Text provided:
==============================
Recently, I was asked how to introduce mindfulness to a child who is uninterested in meditation. Many children associate mindfulness with sitting meditation, but it is so much more.
Sitting practice is only one method for experiencing and honing mindfulness skills.
When we think about it, there are numerous opportunities to incorporate mindfulness into our daily lives in a playful manner.
“Mindfulness is not really about sitting in the full lotus, like pretending you’re a statue in the British museum. It’s about living your life as if it really mattered, moment by moment by moment.” —Jon Kabat-Zinn, the founder of Mindfulness-Based Stress Reduction
One way to get your child used to the concept of mindfulness is to demonstrate how it works for us in our everyday lives. You can demonstrate to your child how doing things mindfully and with curiosity can make even the most mundane tasks more enjoyable.
We can eat mindfully, listen mindfully and even wash our hands mindfully. We can take a moment to notice and feel the water, smell the soap, and enjoy the feel of damp, clean hands. Mindfulness can be experienced through all of our senses. Today, try washing your hands mindfully and notice how it feels to be completely immersed in a simple activity.
==============================
Study questions:
1. Answer these questions about the mindfulness text:
(a) What do many children associate mindfulness with?
(b) Who is Jon Kabat-Zinn identified as?
(c) During mindful handwashing, what three things does the text suggest noticing?
2. Can you rewrite the paragraph of the mindfulness text beginning "We can eat mindfully" as a short list that keeps its main facts?
The entries after this mindfulness text are separate material and have no connection to it.

Stored data:
==============================
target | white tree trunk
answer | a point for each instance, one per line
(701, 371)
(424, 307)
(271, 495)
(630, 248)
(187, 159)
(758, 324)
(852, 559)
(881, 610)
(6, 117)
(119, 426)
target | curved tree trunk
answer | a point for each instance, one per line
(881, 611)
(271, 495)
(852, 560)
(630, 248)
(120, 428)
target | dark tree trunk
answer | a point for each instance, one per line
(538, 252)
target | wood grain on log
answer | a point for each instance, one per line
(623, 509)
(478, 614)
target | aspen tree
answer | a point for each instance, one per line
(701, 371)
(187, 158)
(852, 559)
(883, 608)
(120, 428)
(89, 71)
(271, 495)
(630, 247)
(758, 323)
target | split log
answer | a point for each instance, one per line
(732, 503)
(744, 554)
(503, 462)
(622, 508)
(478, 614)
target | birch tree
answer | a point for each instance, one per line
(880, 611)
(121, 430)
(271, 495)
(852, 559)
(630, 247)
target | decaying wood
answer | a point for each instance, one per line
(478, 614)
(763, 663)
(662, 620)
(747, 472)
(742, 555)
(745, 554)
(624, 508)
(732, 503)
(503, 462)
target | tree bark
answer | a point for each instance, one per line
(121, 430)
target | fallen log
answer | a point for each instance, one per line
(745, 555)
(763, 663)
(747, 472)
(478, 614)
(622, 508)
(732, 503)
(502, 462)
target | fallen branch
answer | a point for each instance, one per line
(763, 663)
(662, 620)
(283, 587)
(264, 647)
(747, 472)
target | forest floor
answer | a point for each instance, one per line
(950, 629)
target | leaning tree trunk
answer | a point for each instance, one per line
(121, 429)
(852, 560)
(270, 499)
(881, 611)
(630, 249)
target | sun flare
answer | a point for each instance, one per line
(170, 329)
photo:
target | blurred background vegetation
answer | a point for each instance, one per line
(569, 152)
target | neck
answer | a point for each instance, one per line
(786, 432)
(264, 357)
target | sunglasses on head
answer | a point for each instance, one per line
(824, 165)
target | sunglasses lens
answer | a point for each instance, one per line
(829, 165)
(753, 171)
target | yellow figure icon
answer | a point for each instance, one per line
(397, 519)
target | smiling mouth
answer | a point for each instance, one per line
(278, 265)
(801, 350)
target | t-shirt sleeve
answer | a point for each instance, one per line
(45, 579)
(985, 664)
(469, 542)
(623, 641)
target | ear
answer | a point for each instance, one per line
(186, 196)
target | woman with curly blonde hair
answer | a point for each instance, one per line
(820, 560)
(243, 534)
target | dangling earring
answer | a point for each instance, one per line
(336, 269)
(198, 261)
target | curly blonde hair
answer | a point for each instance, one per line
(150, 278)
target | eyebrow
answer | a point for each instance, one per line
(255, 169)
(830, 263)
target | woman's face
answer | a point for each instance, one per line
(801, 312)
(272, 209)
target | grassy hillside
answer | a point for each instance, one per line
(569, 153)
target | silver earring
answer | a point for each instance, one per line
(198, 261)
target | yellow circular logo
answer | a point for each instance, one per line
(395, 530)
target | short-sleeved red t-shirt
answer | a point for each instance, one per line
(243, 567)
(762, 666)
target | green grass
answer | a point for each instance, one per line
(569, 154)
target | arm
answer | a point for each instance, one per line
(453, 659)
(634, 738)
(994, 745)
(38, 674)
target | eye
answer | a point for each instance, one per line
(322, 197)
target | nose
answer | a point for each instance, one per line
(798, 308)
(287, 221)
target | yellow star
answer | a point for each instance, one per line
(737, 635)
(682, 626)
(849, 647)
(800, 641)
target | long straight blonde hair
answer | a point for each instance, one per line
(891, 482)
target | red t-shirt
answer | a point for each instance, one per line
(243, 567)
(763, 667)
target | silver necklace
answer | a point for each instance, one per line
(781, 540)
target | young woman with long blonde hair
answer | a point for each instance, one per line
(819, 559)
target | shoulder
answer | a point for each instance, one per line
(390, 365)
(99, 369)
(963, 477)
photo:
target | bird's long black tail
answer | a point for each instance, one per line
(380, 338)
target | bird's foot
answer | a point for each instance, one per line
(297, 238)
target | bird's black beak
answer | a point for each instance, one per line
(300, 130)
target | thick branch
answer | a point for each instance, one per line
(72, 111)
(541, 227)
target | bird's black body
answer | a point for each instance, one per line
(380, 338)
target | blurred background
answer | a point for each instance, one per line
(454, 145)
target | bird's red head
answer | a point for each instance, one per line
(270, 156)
==============================
Written responses:
1.
(a) Sitting meditation.
(b) The founder of Mindfulness-Based Stress Reduction.
(c) The feel of the water, the smell of the soap, and the feel of damp, clean hands.

2.
- Eating, listening and even washing hands can all be done mindfully.
- While washing, notice and feel the water, smell the soap, and enjoy the feel of damp, clean hands.
- Mindfulness can be experienced through all the senses.
- Try washing your hands mindfully today and notice how it feels to be fully immersed in a simple activity.